* _Texte cité_

Il s’y rajoute huit commissions législatives:
- droits, libertés et relations
extérieures;
- législation générale;
- finances, planification et développement;
- énergie et secteurs de production;
- secteurs de services;
- infrastructure et environnement;
- affaires sociales;
- éducation;
ainsi que trois commissions spéciales:
- règlement intérieur et immunités;
- victimes de la révolution et amnistie générale;
- réforme administrative et lutte contre la corruption.
32. Par ailleurs, un Comité mixte
de coordination et de rédaction de la Constitution a été créé pour consolider
les travaux des six commissions constitutionnelles.
33. Lors de notre visite à Tunis en janvier 2012, il nous a été
expliqué que les réunions de l’ANC et de ses commissions constitutionnelles
sont retransmises à la télévision, et qu’elles sont ouvertes à la
participation du public et des représentants de la société civile.
Cependant, j’ai été informée que, dans la pratique, l’accès aux commissions
est trop restrictif. Les commissions invitent également différents
experts tunisiens et internationaux.
34. Il existe une incertitude sur la durée des travaux de l’ANC.
A la veille des élections, un accord avait été élaboré et signé
par 11 principaux partis politiques, qui prévoyait que le mandat
de l’Assemblée constituante ne devrait pas dépasser douze mois.
Cependant, le CPR, le 12e parti, qui
devait également participer à cet accord, s’est désisté à la dernière
minute, ce qui a rendu cette disposition de l’accord inopérante.

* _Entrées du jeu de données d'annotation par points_

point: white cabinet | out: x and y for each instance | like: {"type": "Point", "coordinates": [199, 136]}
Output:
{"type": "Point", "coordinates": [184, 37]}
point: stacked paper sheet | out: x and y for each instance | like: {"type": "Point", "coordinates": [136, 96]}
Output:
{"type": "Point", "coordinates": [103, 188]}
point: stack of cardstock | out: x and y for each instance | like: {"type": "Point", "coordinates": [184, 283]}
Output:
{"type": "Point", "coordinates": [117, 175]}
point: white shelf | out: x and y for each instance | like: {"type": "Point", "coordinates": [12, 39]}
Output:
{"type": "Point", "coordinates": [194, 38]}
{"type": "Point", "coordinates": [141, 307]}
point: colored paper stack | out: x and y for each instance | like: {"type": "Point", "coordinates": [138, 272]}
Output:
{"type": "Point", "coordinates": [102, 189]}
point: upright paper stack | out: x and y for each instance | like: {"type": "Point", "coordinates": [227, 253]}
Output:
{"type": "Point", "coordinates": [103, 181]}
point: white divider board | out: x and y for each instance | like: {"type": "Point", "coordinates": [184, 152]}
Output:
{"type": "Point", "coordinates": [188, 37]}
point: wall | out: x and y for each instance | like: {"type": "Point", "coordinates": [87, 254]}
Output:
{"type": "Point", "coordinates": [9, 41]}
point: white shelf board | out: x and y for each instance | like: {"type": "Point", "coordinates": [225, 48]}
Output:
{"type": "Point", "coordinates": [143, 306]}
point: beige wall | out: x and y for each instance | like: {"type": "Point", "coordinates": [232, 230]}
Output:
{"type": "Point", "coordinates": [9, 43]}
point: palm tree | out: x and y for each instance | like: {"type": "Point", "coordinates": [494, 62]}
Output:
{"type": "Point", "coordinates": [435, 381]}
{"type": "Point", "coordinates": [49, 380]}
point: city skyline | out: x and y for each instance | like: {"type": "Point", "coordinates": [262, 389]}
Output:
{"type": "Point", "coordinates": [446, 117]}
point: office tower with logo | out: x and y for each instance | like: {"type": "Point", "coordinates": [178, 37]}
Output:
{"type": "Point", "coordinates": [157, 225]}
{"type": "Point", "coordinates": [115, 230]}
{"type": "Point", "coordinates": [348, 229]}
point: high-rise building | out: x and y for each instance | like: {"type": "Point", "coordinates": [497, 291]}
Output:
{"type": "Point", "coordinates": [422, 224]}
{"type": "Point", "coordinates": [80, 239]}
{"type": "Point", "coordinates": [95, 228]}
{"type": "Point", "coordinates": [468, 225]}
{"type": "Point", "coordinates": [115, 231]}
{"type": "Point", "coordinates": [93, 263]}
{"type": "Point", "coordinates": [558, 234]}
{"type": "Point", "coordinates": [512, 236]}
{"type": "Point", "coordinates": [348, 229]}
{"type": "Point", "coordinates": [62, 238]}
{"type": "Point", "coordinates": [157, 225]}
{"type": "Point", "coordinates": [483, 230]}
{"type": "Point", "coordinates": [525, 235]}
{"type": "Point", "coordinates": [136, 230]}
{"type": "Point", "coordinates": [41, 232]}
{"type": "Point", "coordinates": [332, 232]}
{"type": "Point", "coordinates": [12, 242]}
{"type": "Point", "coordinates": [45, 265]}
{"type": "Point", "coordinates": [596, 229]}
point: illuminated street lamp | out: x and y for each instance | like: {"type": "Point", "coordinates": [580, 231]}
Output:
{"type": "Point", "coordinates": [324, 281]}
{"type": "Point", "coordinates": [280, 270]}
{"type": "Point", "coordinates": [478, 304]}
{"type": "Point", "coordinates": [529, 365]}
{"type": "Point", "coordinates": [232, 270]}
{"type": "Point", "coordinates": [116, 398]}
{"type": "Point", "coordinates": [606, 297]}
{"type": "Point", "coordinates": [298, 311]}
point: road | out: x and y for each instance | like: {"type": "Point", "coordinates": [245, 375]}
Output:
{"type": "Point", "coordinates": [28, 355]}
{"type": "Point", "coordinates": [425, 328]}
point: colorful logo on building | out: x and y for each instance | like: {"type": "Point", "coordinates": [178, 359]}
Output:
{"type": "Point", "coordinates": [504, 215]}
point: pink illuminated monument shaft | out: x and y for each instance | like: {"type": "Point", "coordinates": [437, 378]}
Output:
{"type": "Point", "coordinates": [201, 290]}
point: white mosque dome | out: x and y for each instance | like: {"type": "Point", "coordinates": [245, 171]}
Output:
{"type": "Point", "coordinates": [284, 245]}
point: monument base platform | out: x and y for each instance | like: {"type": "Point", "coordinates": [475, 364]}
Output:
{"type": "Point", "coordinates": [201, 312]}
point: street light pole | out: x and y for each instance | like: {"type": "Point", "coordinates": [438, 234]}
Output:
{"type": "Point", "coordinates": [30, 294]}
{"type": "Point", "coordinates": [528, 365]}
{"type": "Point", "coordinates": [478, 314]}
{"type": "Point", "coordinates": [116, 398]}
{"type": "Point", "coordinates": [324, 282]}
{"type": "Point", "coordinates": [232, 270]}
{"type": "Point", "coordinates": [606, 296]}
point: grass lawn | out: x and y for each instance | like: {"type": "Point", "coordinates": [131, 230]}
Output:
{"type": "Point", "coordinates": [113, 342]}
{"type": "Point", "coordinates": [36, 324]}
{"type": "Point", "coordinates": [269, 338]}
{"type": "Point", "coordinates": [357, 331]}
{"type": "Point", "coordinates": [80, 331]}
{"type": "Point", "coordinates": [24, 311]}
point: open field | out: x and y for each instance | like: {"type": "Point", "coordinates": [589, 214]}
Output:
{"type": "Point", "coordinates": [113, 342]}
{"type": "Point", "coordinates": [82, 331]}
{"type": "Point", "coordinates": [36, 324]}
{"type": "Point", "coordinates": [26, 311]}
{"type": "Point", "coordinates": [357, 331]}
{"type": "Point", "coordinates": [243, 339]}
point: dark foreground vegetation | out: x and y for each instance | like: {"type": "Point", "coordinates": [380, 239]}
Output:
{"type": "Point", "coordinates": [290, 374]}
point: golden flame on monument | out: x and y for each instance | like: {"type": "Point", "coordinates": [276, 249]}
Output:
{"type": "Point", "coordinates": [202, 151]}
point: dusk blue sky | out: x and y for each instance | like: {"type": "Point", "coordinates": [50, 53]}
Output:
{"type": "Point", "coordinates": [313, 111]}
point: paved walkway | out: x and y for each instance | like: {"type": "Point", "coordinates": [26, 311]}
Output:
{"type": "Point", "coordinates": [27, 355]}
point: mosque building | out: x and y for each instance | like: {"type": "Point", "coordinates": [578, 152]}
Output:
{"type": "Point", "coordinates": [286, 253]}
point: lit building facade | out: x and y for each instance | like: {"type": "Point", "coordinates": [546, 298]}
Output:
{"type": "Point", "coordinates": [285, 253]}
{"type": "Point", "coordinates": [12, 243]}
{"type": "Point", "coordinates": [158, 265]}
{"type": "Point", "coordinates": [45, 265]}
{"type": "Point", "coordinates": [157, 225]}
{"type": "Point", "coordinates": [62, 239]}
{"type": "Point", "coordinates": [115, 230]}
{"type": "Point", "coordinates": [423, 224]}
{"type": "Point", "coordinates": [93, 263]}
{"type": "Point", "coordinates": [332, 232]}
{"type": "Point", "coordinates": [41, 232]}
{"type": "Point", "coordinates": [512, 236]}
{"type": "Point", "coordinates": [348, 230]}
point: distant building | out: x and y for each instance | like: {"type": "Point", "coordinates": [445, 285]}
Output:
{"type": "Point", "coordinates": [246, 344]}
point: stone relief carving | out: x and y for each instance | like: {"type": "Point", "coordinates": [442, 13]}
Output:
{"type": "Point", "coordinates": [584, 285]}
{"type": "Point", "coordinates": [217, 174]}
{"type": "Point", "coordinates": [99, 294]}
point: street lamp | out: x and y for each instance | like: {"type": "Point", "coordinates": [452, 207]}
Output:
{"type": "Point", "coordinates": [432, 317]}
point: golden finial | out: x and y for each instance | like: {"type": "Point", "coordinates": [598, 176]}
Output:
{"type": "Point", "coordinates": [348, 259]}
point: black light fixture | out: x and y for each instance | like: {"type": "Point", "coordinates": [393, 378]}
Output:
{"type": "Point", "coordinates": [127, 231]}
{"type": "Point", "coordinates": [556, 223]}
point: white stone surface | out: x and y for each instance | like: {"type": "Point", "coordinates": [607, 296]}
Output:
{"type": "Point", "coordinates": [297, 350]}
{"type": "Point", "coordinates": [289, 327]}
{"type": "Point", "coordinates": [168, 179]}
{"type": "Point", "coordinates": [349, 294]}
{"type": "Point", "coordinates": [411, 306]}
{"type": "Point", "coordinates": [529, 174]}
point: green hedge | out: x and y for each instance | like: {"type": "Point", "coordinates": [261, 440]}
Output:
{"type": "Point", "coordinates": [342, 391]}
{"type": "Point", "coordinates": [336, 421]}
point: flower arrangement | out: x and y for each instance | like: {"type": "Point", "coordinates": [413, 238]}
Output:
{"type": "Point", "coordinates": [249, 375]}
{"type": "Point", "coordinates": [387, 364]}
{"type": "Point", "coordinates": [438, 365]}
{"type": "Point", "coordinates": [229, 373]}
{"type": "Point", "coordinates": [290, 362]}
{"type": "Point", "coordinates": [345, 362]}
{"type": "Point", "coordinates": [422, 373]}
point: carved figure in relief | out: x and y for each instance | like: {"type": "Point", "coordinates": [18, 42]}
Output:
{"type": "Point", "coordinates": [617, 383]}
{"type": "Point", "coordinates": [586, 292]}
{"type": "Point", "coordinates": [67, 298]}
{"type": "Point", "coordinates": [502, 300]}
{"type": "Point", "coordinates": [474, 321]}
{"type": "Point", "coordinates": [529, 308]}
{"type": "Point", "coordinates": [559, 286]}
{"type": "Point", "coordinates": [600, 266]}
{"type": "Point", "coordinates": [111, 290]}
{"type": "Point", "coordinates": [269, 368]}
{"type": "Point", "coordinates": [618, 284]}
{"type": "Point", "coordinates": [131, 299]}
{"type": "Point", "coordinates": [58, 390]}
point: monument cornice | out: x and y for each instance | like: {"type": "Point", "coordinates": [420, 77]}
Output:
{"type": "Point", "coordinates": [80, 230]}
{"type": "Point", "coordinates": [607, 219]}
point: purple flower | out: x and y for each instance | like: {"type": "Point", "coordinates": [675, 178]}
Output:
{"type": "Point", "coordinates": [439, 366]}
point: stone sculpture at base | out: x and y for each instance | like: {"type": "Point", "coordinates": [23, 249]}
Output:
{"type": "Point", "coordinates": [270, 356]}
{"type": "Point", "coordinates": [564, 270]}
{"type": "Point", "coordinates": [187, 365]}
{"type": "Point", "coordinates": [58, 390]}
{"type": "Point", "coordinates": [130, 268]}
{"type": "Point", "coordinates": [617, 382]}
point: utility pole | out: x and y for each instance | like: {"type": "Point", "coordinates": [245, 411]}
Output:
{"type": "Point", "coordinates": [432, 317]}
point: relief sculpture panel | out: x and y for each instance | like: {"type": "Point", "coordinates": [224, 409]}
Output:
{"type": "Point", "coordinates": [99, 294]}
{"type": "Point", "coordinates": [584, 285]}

* _Tâche proposée_
Reprenez le texte cité sur les travaux de l'Assemblée nationale constituante tunisienne et poursuivez-le après sa dernière phrase. Ces entrées n'ont aucun lien avec le texte cité.

* _Résultat obtenu_
35. Actuellement, la plupart de nos interlocuteurs au sein de
l’ANC et du gouvernement s’entendent à dire que les travaux de l’ANC
devraient aboutir au plus tard dix-huit mois après les élections
et que les nouvelles élections devraient se tenir au printemps 2013.
Cependant, le texte de la mini-constitution n’a pas mis de limitation
légale à la durée du mandat de l’ANC ni, par conséquent, aux mandats
des organes de l’Etat qu’elle a formés (le Président et le gouvernement).
Certains interlocuteurs ont souligné qu’ils regrettaient la lourdeur des
structures mises en place empêchant ainsi un aboutissement rapide
des travaux.
36. Néanmoins, le président de l'ANC, Mustapha Ben Jaafar, a annoncé
le 10 mai 2012 que la nouvelle Constitution devrait être prête au
plus tard le 23 octobre 2012.
2.4. Restructuration du paysage politique
37. La recomposition de l’échiquier
politique est une autre tâche importante à l’ordre du jour. L’émergence de
plus de 100 partis politiques à la veille des élections était sans
doute utile pour réveiller le sens de participation des Tunisiens
à la définition de l’avenir de leur pays.
38. Cependant, l’une des conséquences de cette fragmentation est
le fait qu’une part importante de la société, qui a voté pour les
petits partis, n’est pas représentée au sein de l’ANC.
39. D’autre part, les formations politiques qui n’ont obtenu que
quelques sièges ont peu d’influence sur les décisions à prendre.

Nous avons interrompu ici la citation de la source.